::: Entries shown
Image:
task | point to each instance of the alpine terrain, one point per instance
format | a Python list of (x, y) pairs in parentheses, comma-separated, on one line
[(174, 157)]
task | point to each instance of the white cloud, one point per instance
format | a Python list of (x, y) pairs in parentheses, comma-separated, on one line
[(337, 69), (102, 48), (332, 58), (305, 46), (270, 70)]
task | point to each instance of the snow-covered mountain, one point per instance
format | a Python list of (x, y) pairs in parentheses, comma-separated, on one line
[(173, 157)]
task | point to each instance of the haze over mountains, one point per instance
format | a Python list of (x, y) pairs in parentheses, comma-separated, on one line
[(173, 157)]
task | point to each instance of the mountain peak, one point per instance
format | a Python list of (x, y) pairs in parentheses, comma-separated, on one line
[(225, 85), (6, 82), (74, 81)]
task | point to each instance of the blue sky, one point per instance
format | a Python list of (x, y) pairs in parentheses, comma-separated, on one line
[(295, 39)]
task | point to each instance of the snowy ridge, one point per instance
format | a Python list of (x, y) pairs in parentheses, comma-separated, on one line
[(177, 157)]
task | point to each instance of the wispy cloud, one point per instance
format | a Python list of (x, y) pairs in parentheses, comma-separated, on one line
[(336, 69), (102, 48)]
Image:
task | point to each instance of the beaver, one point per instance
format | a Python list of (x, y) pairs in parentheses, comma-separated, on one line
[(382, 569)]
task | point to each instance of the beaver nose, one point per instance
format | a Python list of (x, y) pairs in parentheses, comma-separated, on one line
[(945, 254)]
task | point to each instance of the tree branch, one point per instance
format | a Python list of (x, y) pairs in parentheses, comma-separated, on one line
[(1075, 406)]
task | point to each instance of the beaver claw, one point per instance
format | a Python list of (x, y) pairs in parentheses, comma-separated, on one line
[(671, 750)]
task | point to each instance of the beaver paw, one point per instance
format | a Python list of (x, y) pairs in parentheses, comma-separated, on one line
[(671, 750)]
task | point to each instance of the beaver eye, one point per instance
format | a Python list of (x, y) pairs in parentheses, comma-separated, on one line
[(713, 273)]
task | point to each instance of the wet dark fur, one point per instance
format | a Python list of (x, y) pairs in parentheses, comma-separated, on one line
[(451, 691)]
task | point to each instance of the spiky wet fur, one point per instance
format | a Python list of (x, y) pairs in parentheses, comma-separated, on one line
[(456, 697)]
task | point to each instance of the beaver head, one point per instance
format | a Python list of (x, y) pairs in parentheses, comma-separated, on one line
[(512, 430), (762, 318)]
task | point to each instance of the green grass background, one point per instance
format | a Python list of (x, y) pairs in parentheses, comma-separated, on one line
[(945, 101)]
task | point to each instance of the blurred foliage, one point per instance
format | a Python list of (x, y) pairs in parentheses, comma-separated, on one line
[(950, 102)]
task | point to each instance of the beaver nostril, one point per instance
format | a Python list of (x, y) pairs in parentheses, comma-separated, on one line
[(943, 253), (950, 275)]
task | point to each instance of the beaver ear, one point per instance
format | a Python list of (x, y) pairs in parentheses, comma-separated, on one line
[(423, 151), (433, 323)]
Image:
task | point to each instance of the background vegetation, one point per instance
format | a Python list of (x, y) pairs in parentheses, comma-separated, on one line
::::::
[What is being asked]
The full set of records should be duplicated exactly.

[Result of the exercise]
Image:
task | point to each instance of the alpine terrain, one point per instance
format | a Python list of (x, y) pairs in parentheses, comma-separated, on one line
[(174, 157)]
task | point to each instance of the white cloud, one point per instance
format | a Python list of (x, y) pairs in parentheses, comma-separated, on one line
[(337, 69), (102, 48), (332, 58), (305, 46), (270, 70)]
task | point to each instance of the snow-covered mountain, one point per instance
format | a Python list of (x, y) pairs in parentheses, comma-separated, on one line
[(173, 157)]
task | point to each instance of the haze over mountains, one point per instance
format | a Python list of (x, y) pairs in parentheses, comma-separated, on one line
[(173, 157)]
task | point to each instance of the mountain peak, one point per instance
format | a Python list of (x, y) pairs in parentheses, comma-separated, on one line
[(225, 85), (6, 82), (74, 81)]
task | point to each instance of the blue sky, one point per instance
format | a Python list of (x, y) pairs in parentheses, comma-separated, on one line
[(295, 39)]
task | point to each instance of the snowy ridge, one point per instance
format | a Python list of (x, y) pairs in parentheses, comma-separated, on one line
[(177, 157)]
task | point to each instance of the wispy cloud, one point per instance
format | a Python list of (x, y) pairs in parentheses, comma-separated, on one line
[(336, 69), (102, 48)]
Image:
task | point to each instance of the beaver, one point per instance
format | a Python list of (x, y) pairs in parentheses, comma-separated, on one line
[(382, 569)]
task | point to each instance of the beaver nose, one point per instance
format | a Python list of (x, y) pairs in parentheses, comma-separated, on one line
[(945, 254)]
task | point to each instance of the tree branch, one point per instance
format | a Python list of (x, y) pairs in parentheses, comma-separated, on one line
[(1075, 406)]
task | point to each instance of the beaver claw, one point per instance
format | a Python list of (x, y) pairs in parentheses, comma-separated, on one line
[(671, 750)]
task | point to each instance of the beaver paw, one point per instance
format | a Python list of (x, y) pairs in parentheses, comma-separated, on one line
[(671, 750)]
task | point to each instance of the beaver eye, one point per instance
format | a Python list of (x, y) pairs in parentheses, comma-separated, on one line
[(713, 273)]
task | point to each instance of the wet dark fur, one point per instance
format | a Python list of (x, y) pairs in parentheses, comma-separated, on one line
[(451, 691)]
task | point to each instance of the spiky wet fur, one point per instance
format | a Python list of (x, y) pairs in parentheses, comma-separated, on one line
[(456, 697)]
task | point to each instance of the beaver head, one point per instance
format | a Python list of (x, y) pairs in parentheses, comma-separated, on one line
[(512, 430), (762, 318)]
task | point to each instance of the green grass background, one point per instance
format | a Python list of (x, y) pairs in parentheses, comma-separated, on one line
[(945, 101)]
task | point to each instance of the blurred foliage, one point per instance
format | a Python list of (x, y) pairs in parentheses, comma-separated, on one line
[(950, 102)]
task | point to each instance of the beaver nostril, one point per instance
format | a Python list of (x, y) pairs in parentheses, comma-separated, on one line
[(943, 253), (950, 275)]
task | point to each instance of the beaver ear, one point per instance
format | a Python list of (x, y) pairs in parentheses, comma-separated, on one line
[(423, 151), (433, 323)]
Image:
task | point to each instance of the background vegetation, one point per instance
format | a Python list of (x, y) pairs in parentheses, comma-separated, on one line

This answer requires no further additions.